» PROBLEM TO WORK ON
All records that follow are to be copied exactly, with images omitted.

» RECORD SET
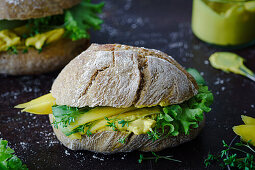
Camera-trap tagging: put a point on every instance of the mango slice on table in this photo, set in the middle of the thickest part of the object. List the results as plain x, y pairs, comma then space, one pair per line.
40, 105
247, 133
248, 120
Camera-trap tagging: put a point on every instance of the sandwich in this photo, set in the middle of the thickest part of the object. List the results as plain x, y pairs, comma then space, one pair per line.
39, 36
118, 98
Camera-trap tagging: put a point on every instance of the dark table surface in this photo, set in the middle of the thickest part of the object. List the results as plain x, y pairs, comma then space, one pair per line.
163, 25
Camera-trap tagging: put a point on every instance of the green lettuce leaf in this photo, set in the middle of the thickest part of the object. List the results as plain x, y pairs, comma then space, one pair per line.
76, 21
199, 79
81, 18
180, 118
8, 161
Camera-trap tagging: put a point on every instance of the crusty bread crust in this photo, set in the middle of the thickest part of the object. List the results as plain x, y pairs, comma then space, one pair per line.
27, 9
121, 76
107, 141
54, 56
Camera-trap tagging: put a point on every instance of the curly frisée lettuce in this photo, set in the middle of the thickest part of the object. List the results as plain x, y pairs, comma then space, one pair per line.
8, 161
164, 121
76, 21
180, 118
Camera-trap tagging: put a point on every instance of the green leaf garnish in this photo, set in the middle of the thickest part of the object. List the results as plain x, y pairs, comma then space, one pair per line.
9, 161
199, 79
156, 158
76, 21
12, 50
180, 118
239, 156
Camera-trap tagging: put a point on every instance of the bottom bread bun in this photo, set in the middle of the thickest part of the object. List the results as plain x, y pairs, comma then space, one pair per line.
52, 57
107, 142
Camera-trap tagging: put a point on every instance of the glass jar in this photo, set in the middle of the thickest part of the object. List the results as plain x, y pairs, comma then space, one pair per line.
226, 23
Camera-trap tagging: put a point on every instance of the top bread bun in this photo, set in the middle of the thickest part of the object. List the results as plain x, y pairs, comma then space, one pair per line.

» PROBLEM SOLUTION
Camera-trap tagging: put a point on every instance of the mango slice on table in this photo, set in the middle of the thickest part of the object. List the results as plain x, y pairs, comma then space, one pair per line.
40, 105
247, 133
248, 120
Camera-trap tagging: put a point on every instance of the sandwich in this photo, set in the middle of the thickest part of the object. List the results as plain x, y pairs, comma then space, one pair per line.
39, 36
118, 98
Camera-trap tagging: put a point on every instance of the dark table surface in this photo, set in the middle of the thickest part of the object. List the results as plain x, y pairs, comma then space, one pair per line.
163, 25
Camera-trap tagging: put a point on every instance of the green lettuce leaf in this photo, set in the middle of the thickest part of the object. List the results as plain x, y pairs, comma then space, one pair per line.
76, 21
199, 79
81, 18
180, 118
8, 161
Camera-trap tagging: put a point on every instance of the crusty bread crust in this photo, set in the middle of the thickest part of the object. List the results as plain x, y pairs, comma then space, one pair per line.
27, 9
121, 76
107, 141
54, 56
Camera-trap tagging: put a point on every instance of the curly frisée lettuce in this photo, set in the middle of the thickest part of the object. List the results as plain x, y pairs, comma then space, one pair per line.
8, 161
164, 121
76, 21
180, 118
Camera-trap tagging: put a point on every instance of the green leaf garnish in this photo, set in the middle of the thickest part of the object. List the results as plain x, y pairs, comma then space, one pair per line.
9, 161
199, 79
156, 158
76, 21
12, 50
180, 118
239, 156
Camera-trap tagging: put a point on every instance of the bottom bread bun in this photo, set in the middle of the thickest part of the object. List the results as plain x, y pairs, comma then space, one pair per line.
52, 57
107, 142
Camera-trap tagging: put a point on every instance of the glass jar in this photo, set in the middle of the thickest part of the object. List the results as plain x, y pairs, comma then space, one pair per line.
226, 23
Camera-trap tagging: put a point on every instance of the top bread bun in this photo, set in the middle of the thickest part of the object. List the results as plain x, y pairs, comma then space, one pair per line.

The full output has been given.